* SET EXERCISE *
Starting with the line that contains "Where can the shadow", copy every line through the end of the data below, exactly and with nothing added.
>> Begin GIVEN INFORMATION
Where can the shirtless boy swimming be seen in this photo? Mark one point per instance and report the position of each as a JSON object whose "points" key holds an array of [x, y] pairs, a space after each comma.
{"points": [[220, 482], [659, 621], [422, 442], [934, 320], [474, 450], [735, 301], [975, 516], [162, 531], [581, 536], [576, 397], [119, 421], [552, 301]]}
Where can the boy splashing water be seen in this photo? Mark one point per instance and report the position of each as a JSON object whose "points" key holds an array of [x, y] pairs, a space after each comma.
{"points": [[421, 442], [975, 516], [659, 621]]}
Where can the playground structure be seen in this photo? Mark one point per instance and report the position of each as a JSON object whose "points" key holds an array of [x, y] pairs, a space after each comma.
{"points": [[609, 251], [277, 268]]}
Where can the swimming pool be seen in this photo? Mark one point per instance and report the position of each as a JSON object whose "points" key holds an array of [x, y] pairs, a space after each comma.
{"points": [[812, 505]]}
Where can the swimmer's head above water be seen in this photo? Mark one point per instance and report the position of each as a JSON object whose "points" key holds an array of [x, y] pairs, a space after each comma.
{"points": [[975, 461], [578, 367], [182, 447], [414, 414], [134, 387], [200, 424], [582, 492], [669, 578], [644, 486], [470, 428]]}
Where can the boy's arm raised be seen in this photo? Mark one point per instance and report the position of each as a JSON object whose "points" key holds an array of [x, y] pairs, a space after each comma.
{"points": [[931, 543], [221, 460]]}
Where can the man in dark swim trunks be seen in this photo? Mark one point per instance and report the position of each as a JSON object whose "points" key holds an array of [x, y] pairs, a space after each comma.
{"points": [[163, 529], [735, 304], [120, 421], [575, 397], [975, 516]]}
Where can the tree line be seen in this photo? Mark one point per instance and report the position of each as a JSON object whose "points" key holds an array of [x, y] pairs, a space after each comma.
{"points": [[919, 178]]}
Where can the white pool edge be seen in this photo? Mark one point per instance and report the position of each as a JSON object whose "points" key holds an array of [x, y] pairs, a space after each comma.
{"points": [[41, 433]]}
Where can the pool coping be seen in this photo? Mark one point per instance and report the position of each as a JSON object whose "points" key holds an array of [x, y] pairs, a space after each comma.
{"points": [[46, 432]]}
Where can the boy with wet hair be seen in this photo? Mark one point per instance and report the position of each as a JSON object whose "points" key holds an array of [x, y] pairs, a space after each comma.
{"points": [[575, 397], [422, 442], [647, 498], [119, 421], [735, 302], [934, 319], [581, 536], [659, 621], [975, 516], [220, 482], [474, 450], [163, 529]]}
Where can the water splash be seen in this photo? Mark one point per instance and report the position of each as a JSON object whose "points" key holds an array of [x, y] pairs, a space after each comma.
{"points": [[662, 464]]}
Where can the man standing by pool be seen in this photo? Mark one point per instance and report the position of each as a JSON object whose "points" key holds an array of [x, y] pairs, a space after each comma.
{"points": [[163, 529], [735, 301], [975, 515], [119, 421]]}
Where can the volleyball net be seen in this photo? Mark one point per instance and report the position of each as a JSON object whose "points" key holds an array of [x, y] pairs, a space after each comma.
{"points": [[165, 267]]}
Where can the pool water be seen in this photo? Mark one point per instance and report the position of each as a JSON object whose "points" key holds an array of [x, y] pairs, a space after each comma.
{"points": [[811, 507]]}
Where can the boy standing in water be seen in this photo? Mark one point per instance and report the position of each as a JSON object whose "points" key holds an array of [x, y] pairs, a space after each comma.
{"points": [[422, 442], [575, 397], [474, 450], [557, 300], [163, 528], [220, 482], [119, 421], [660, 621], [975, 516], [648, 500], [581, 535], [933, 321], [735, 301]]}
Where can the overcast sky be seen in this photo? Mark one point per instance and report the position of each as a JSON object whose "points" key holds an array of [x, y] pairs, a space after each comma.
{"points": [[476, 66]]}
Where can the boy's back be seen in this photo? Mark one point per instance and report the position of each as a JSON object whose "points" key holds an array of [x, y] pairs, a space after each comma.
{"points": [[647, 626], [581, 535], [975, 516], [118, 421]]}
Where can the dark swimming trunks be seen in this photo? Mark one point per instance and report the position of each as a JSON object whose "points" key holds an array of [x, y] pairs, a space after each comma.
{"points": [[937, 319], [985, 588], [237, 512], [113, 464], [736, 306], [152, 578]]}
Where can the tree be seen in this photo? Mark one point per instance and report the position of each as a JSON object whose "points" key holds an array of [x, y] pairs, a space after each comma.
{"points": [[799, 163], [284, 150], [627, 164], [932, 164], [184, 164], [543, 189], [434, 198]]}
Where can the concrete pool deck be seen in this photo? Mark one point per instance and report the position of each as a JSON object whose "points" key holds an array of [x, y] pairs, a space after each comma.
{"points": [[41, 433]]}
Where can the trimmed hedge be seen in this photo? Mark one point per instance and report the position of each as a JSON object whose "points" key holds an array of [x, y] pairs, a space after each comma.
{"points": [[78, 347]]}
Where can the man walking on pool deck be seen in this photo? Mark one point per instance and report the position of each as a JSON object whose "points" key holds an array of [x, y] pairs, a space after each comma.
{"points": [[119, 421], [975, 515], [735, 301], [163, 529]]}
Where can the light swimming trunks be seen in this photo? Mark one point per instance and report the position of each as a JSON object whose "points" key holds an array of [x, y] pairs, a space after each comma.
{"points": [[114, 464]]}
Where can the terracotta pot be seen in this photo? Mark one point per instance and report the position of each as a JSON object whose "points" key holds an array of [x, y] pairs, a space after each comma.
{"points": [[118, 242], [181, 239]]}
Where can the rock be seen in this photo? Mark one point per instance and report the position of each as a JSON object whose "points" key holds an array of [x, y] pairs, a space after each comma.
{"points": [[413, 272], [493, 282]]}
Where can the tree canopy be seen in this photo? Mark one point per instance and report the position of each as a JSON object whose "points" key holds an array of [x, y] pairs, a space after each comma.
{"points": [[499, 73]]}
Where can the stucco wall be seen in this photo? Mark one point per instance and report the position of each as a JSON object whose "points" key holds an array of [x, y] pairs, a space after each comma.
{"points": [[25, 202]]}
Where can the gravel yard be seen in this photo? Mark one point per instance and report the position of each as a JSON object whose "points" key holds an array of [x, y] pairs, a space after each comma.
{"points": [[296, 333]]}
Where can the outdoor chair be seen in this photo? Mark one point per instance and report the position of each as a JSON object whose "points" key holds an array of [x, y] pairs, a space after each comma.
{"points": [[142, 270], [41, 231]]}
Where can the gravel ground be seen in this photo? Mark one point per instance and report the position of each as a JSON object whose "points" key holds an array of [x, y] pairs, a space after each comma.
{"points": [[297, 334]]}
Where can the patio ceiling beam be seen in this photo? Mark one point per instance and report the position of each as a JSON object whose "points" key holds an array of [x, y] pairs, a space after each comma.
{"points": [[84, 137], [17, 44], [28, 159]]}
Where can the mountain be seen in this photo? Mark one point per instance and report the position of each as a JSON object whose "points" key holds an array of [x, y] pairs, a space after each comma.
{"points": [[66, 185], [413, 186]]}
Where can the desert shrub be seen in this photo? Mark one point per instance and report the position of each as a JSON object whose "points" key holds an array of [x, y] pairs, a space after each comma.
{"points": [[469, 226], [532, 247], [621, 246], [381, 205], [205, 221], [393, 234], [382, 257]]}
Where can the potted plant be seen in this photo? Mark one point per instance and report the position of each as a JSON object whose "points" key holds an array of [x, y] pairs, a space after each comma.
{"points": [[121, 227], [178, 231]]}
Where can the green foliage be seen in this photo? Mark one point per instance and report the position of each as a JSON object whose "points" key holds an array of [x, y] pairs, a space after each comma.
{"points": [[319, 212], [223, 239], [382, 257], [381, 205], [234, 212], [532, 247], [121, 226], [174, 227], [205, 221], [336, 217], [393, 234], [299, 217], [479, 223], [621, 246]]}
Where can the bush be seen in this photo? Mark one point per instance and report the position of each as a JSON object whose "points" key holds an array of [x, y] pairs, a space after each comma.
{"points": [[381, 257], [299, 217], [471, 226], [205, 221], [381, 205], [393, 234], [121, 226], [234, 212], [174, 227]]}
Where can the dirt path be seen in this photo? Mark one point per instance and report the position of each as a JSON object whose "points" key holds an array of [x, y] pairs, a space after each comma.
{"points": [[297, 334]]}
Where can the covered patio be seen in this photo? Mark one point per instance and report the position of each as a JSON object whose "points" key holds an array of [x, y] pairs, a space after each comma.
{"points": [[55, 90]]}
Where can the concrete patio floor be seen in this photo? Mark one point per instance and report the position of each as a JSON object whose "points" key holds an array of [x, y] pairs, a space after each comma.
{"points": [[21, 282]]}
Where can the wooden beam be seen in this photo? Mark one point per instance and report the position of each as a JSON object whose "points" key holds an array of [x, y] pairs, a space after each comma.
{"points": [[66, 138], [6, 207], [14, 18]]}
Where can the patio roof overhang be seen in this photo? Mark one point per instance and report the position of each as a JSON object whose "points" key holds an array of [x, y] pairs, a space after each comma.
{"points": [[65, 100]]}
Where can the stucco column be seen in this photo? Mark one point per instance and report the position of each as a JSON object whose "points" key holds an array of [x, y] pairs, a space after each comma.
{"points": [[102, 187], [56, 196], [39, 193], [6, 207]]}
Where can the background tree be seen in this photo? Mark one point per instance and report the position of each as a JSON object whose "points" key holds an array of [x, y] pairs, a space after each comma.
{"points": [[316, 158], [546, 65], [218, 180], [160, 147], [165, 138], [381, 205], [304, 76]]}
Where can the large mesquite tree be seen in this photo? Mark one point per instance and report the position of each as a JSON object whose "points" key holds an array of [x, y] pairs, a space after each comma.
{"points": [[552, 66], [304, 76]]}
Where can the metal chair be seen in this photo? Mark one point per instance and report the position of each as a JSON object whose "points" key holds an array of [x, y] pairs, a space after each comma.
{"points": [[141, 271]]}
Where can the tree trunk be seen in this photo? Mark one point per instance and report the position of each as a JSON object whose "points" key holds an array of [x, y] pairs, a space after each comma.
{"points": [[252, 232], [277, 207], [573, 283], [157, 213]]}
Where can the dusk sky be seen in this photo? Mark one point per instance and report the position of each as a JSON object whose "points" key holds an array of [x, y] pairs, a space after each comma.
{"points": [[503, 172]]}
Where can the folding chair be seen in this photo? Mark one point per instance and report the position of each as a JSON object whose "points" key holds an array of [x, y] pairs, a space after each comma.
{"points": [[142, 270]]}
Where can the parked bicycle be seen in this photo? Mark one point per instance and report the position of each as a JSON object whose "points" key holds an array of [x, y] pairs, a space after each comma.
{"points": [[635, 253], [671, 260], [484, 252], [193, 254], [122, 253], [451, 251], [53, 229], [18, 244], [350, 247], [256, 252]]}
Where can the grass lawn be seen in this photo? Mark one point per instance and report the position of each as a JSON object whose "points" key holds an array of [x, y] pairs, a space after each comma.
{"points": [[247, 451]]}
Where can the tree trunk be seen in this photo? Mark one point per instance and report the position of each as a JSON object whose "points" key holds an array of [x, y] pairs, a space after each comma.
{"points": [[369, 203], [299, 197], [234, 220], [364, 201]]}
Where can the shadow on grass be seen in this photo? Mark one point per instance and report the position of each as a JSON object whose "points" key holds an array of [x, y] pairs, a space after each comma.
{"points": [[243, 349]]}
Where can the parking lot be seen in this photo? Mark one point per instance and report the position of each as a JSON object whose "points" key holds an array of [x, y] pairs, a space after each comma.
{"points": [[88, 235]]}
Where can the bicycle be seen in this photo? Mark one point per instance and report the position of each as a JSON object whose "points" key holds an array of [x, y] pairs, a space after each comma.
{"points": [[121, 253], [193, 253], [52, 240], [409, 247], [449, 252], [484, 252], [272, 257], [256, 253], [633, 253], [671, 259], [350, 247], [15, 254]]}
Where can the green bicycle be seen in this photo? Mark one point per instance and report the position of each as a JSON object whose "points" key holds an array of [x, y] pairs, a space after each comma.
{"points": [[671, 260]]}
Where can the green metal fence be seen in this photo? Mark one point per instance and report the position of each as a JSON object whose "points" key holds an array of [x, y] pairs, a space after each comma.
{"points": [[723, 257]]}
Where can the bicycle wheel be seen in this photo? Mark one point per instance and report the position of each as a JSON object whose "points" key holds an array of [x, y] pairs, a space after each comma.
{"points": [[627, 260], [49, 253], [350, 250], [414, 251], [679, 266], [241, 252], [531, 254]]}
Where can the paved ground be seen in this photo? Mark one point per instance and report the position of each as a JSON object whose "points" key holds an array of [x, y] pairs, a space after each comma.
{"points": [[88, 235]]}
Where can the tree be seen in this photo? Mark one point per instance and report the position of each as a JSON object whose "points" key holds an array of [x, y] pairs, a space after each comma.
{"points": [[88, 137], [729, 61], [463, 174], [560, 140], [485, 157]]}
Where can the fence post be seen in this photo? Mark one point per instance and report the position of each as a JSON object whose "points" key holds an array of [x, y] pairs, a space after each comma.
>> End GIVEN INFORMATION
* COMPLETE OUTPUT *
Where can the shadow on grass be seen in this photo? Mark one point per instance and report the position of each as a JSON object whose "points" key holds an array of [x, y] pairs, a space after each comma.
{"points": [[243, 349]]}
Where can the parking lot be seen in this photo? Mark one point per instance and report the position of each as a JSON object whose "points" key holds an array of [x, y] pairs, a space after each comma.
{"points": [[88, 235]]}
Where can the bicycle be seen in this photo? Mark one point per instance and report the position of each as a JSON object whose "points" key holds an array of [x, y] pairs, a space after each comma.
{"points": [[121, 253], [193, 253], [52, 240], [409, 247], [449, 252], [484, 252], [272, 257], [256, 253], [633, 253], [671, 259], [350, 247], [15, 254]]}
Where can the green bicycle be seen in this photo? Mark one point per instance and report the position of each as a JSON object whose "points" key holds an array of [x, y] pairs, a space after each comma.
{"points": [[671, 260]]}
Where can the green metal fence be seen in this photo? Mark one point per instance and report the position of each as a JSON object whose "points" key holds an array of [x, y] pairs, a space after each comma.
{"points": [[723, 257]]}
Where can the bicycle wheel be seen in this photo? Mark one point per instance and report the position of each as a JSON object whose "points" key holds an array of [x, y] pairs, a space after each comma.
{"points": [[627, 260], [49, 253], [350, 250], [414, 251], [679, 266], [241, 252], [531, 254]]}
Where can the paved ground be seen in this photo? Mark one point per instance and report the position of each as a JSON object whose "points" key holds an array of [x, y] pairs, a space after each comma.
{"points": [[88, 235]]}
Where can the tree be seen in this photo? Mark one point per instance and report the position of each as a JSON object whose "points" key holds an array of [x, y] pairs, a space after each comma.
{"points": [[88, 137], [729, 61], [463, 174], [560, 140], [485, 157]]}
Where can the fence post be seen in this photo? Mark one point per instance and report the position of each as a JSON object whose "points" key holds an array of [x, y] pairs, a space after each comma.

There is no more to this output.